- _AUSGANGSTEXT_
Die Franken selbst waren Holzbauer ohne Steintradition. Nachdem gleichwohl Aachen gegen 800 gewölbt worden sein soll, wurde die Technik des Kuppelbaus, ja der Wölbung nicht nur bis 970 kaum mehr ausgeübt, sondern so vollständig vergessen, daß es ab ca. 970 nicht mehr als 130 Jahre brauchte, um die Spanweiten von 3,50 m wieder auf Aachens 15 m zu bringen. (realisiert in Speyers Domvierung erst nach 1100). Die wenigen anderen der ‘Karolinger-Zeit’ zugewiesenen Bauten können Aachen weder vorbereiten noch fortsetzen.
Frage: Gibt es eine hinreichende Erklärung für diese Singularität innerhalb der bisherigen Architekturgeschichte?

2) Das Fehlen der Aachener Kulte
Die frappanten Widersprüche in der Figur Karls des Großen können nur die Aufblähung , aber nicht die Fiktionalität dieser Figur beweisen. Immerhin sind mindestens drei Mängel zu beklagen, die die Berichte über ihn, wenn nicht sein Dasein selbst in Frage stellen.
Das vergeblich in der Aachener Pfalzkapelle gesuchte Karlsgrab diskreditiert zunächst das Zeugnis von Einhard, dann auch die beiden angeblichen Gruftöffner Otto III. und Friedrich I. Barbarossa [1; 44ff]. Zum zweiten beschämt es die Nachwelt, denn ein Herrscher mit dem Nachruhm Karls, bestattet in einer außergewöhnlichen Kirche, müßte jahrhundertelange Grabesverehrung genießen. Doch gab es jahrhundertelang keinen Karlskult in Aachen (zumindes bis Otto III. anno 1000, im Grunde bis Barbarossa,1165).
Genausowenig gab es einen Reliquienkult um die von Karl zusammengetragenen Glaubenszeugnisse. Obwohl Reliquienverehrung für das gesamte Mittelalter unbestritten ist und Karls Martinsmantel als Reichsreliquie gelten durfte, verzichteten die Gläubigen wie der Ort Aachen über 400 Jahre lang auf das Vorzeigen der Reliquien (erstmals 1238 [1:332]).
Frage: Was sollten die Gründe dafür gewesen sein, daß Reich und 'Reichshauptstadt' über vier Jahrhunderte auf eine religiöse wie merkantile Nutzung ihrer Schätze - ob Reliquien, ob Karlsgedächtnis - verzichtet haben? Und warum registriert Aachen seinen 'Stadtheiligen' erst dann, wenn er in den Karlsschrein gelegt wird?

3) Antizipierendes Wissen
Hier werden nicht Horst Fuhrmanns "Fälschungen mit antizipatorischem Charakter" angeführt, da in der laufenden Diskussion immerhin versucht worden ist, sie in irgendeiner Weise zu motivieren. Es gibt weitere Anachronismen:
a) Anno 727 n. Chr, erklärte ein merowingischer Computist dieses Jahr für das 5928. Jahr nach Schöpfung. Damit war für das Jahr 800 n. Chr. der Beginn des siebten und letzten Jahrtausends, der Endzeit zu gewärtigen (gemäß damaliger Betrachtung zum Fest von Christi Geburt [2:32; 1:85f]).

- _AUFGABE_
Führe den Text über Aachen und Karl den Großen im Anschluss an seinen letzten Satz weiter.

- _BEREITGESTELLTE DATEN_
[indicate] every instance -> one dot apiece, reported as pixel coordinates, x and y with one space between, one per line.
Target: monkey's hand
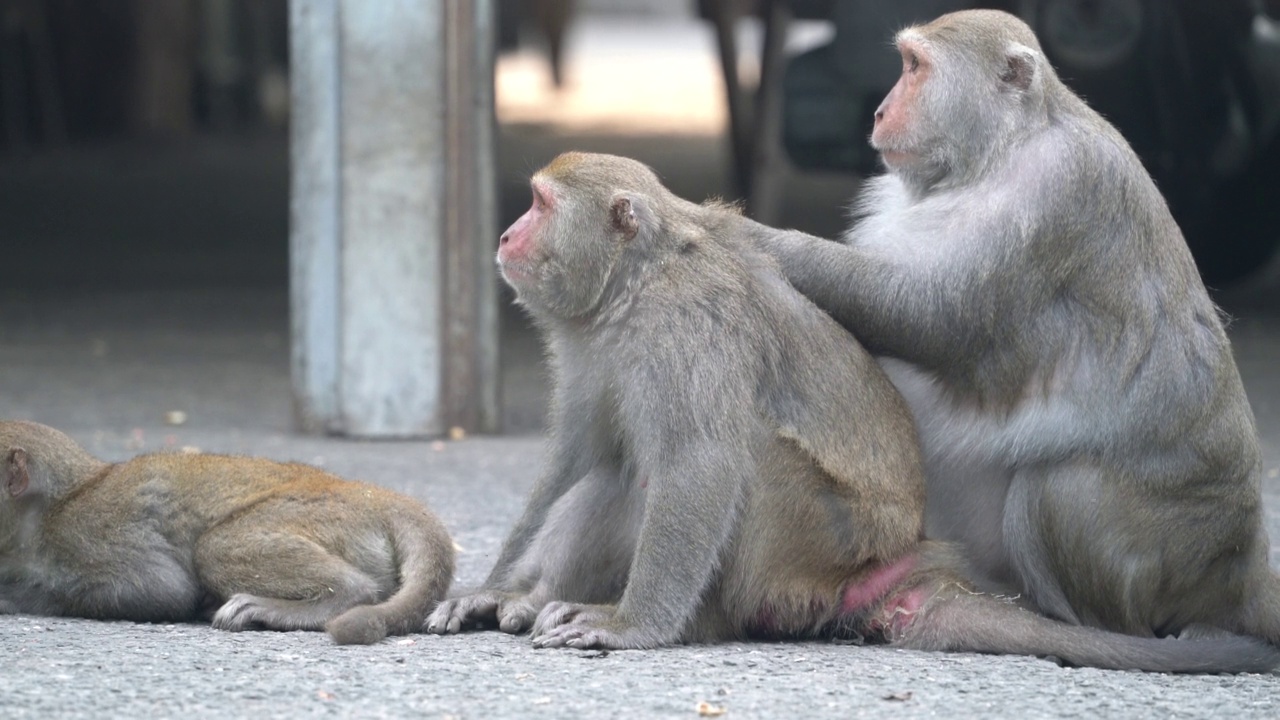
572 624
511 613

- _LÖSUNG DER AUFGABE_
Just an diesem Weihnachtsfest von 800 wurde Karl d. Gr. zum Kaiser gekrönt. Die kurzfristige und zeitweilige Vorverlegung des Jahresbeginns vom 1.1. auf den 25.12. bestätigte das prophezeite Datum und die unterstellte Gleichsetzung von Karl dem Großen und Christus als Weltenherrscher.

b) Die Reichsannalen, die bislang unbezweifelt dem 9. Jh. entstammen, berichten für das Jahr 807 Himmelsphänomene wie Finsternisse und sogar Jupiter-Mond-Konjunktion oder Merkur-Sonne-Durchgang mit einer Präzision, wie sie erst im späten 12. Jh. in Europa wieder erreicht worden ist. Derartige Planetenkonstellationen sind im sonstigen frühen Mittelalter nicht aufgezeichnet worden [1:91-96].
c) Der Kirchenhistoriker Beda Venerabilis (gest. 735), der wohl berühmteste Gelehrte seiner Zeit, hat in seiner Schrift De temporum ratione die Null nicht nur als Platzhalter verwendet, sondern auch als Zahl samt den zugehörigen Rechenregeln. Ihre Kenntnis setzte er bei seinen Lesern voraus [3:117-123].
Nach wohlfundierter Meinung erreichte die indisch-arabische Null erst Ende des 11. Jhs. Europa und hieß bei Fibonacci cephirum, später Null. Beda sprach bereits von "nulla". Hätte er sie im 8. Jh. verwendet, müßten seine Schüler und Leser die Null mit ihren vielen Rechenvorteilen tradiert haben.
Frage: Lassen sich Anachronismen in so eminenten Quellen wie Reichsannalen oder Bedas Schriften anders erklären als durch ihre Neudatierung in spätere Zeit?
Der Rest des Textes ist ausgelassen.